Set problem:
Exactly as given, repeat all of the entries.

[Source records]

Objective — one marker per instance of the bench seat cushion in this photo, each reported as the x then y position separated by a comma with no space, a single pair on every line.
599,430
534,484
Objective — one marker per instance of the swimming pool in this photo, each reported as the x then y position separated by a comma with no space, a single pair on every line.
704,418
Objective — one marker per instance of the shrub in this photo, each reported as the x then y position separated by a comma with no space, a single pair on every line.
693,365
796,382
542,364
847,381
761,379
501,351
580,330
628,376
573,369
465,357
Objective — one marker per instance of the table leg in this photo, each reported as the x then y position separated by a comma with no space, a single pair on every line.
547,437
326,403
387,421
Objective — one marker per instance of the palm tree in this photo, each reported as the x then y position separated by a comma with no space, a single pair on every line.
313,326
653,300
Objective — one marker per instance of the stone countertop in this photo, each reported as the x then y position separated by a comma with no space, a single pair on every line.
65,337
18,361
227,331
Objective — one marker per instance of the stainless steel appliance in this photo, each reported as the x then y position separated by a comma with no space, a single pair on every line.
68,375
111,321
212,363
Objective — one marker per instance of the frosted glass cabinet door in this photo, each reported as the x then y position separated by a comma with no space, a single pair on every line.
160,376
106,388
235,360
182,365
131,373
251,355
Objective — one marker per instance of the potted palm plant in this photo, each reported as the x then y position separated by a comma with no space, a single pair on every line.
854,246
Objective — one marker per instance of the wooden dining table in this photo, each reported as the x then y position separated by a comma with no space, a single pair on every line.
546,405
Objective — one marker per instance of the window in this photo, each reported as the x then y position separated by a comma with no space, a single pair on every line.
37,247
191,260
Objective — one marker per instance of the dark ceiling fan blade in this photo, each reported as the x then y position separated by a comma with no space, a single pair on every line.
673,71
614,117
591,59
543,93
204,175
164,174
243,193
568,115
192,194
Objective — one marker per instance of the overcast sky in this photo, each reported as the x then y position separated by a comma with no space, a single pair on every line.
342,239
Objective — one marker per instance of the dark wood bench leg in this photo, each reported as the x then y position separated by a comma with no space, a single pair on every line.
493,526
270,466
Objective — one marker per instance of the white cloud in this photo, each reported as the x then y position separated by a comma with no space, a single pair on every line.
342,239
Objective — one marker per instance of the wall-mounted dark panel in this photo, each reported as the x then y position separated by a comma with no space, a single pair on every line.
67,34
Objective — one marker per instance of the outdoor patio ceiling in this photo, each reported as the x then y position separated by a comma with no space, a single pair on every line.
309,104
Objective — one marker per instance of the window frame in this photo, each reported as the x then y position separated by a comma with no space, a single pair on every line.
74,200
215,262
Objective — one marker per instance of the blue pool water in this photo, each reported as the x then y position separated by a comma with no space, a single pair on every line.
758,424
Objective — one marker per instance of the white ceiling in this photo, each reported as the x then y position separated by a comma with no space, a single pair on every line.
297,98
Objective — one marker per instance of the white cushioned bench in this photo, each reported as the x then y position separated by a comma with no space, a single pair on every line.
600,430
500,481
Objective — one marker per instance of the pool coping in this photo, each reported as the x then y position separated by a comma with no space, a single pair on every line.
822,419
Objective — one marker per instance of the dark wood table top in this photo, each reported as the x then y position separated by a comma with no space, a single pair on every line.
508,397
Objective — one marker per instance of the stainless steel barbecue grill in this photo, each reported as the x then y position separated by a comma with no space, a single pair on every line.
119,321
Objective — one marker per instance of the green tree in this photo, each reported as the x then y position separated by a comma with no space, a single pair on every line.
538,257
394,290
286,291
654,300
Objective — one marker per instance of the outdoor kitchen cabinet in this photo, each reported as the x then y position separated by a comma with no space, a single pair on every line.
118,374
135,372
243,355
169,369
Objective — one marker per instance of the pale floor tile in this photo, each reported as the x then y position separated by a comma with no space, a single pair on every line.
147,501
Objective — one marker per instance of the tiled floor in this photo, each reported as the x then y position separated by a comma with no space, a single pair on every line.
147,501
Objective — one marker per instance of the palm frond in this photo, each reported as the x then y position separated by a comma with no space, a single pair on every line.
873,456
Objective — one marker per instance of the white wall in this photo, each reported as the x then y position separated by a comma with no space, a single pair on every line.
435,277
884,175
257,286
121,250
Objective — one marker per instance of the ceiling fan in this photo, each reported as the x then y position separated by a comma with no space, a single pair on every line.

Exercise response:
Objective — one marker per instance of the bench seat cushion in this photo, each reported as the x then y position separated by a comma with no space, a single pair on every line.
599,430
534,484
Objective — one marker per instance of the swimming pool in this photo, each reported as the x then y position separated by a comma with no space, a single pair on every line.
704,418
Objective — one marker per instance of the shrub in this photo, each reported as the x then y position separated by a comma with no space, a single pair on every line.
693,365
796,382
542,364
847,381
761,379
501,351
580,330
628,376
573,369
465,357
Objective — one marker per instance of the table leg in this photo, each reported as the x then y position separated by a comma with no space, a single pair on every line.
547,437
326,403
387,421
Objective — one marker per instance of the palm tree in this photo, each reported as the x then y position separated by a comma with no space, a single pair on every line.
313,326
653,300
Objective — one marker per instance of the stone countertop in this photo, each reported as the x then y position separated by a comma with no space, a single pair on every line.
65,337
18,361
227,331
Objective — one marker per instance of the stainless steel appliance in this photo, each reported as the x then y position separated by a comma with no space, a single pair on every line.
68,375
111,321
212,363
Objective — one marker per instance of the frosted glass cabinet door in this photo, each reported as the x then y position separated by a comma with no space, a single pair on every line.
160,376
106,388
235,360
182,365
131,373
251,355
Objective — one marker per instance of the potted palm plant in this photo, each reported as the x then y position separated by a comma with no space, a single pair on every line.
854,246
Objective — one marker per instance of the wooden dining table in this photo, each reported as the x then y position separated by a comma with no space, a single pair on every line.
546,405
Objective — one marker per instance of the window in this photo, each reported as the x then y position separated by a comma with no space, a single pair on every line.
37,247
191,260
Objective — one marker per instance of the dark ceiling fan blade in this photo, each reported as the x then y position separated by a comma with no space, a single pair on every line.
673,71
614,117
591,59
543,93
204,175
164,174
243,193
568,115
192,194
Objective — one marker per instance of the overcast sky in this photo, each reported as the x then y position separated by a comma with no space, a single pair on every line.
342,239
Objective — one marker per instance of the dark wood bench leg in this photo, each reported as the x then y position separated by a comma with no space, a single pair on every line.
493,526
270,466
Objective — one marker per instance of the white cloud in this photo, each reported as the x then y position separated by a comma with no space, a single pair on every line.
342,239
Objective — one marker per instance of the wall-mounted dark panel in this photo, each reported as the x then y position separated by a comma with no space, a single pair on every line.
67,34
Objective — one marker per instance of the outdoor patio ceiling in this photo, each reported as the x then y position separated by a comma with no space, a single pair on every line.
309,104
Objective — one marker per instance of the window frame in this photo, each reported as the x then y position separated by a comma with no space, a single pair on every line.
74,200
215,262
Objective — one marker per instance of the blue pool water in this photo, each reported as the x then y position separated by a comma with no space, a single pair on every line.
758,424
Objective — one marker per instance of the white ceiling in this photo, each reported as the x then y position separated by a comma with no space, a single pair on every line.
297,98
Objective — one marker per instance of the white cushioned bench in this photo, each reported as the x then y position separated by a comma with no space, a single pair on every line.
600,430
500,481
Objective — one marker per instance of the pool coping in this photo, each reported as the x then y position separated by a comma with no space, a single pair on every line.
822,419
Objective — one marker per instance of the dark wood table top in this photo, each reported as the x then y position separated by a comma with no space, a single pair on every line.
508,397
Objective — one marker per instance of the stainless steel barbecue grill in this photo, each reported as the x then y position separated by a comma with no space, a single pair on every line.
119,321
Objective — one marker per instance of the green tree in this photo, each reported as the x then y position separated by a comma with no space, a single pair on every line.
538,257
394,290
286,291
654,300
Objective — one marker per instance of the outdoor kitchen cabinet in this photo, each reported as the x then y position separated by a comma with no space, a single pair on every line.
118,374
135,372
243,355
169,369
Objective — one marker per instance of the pale floor tile in this photo, each reported as the x then y position separated by a comma with no space, a single pair on every line.
147,501
Objective — one marker per instance of the tiled floor in this photo, each reported as the x then y position separated by a comma with no space, a single pair on every line.
147,501
Objective — one marker per instance of the palm frond in this photo, each reported as the x then y position separated by a comma with no space, a single pair on every line.
873,456
Objective — one marker per instance of the white wall in this photo, each reported as the x then y position separated by a comma with no space, a single pair on every line.
435,277
884,175
257,286
121,250
Objective — one marker per instance of the ceiling fan in this photo, each reported as the x then y position separated by a comma with no space, a single pair on every line.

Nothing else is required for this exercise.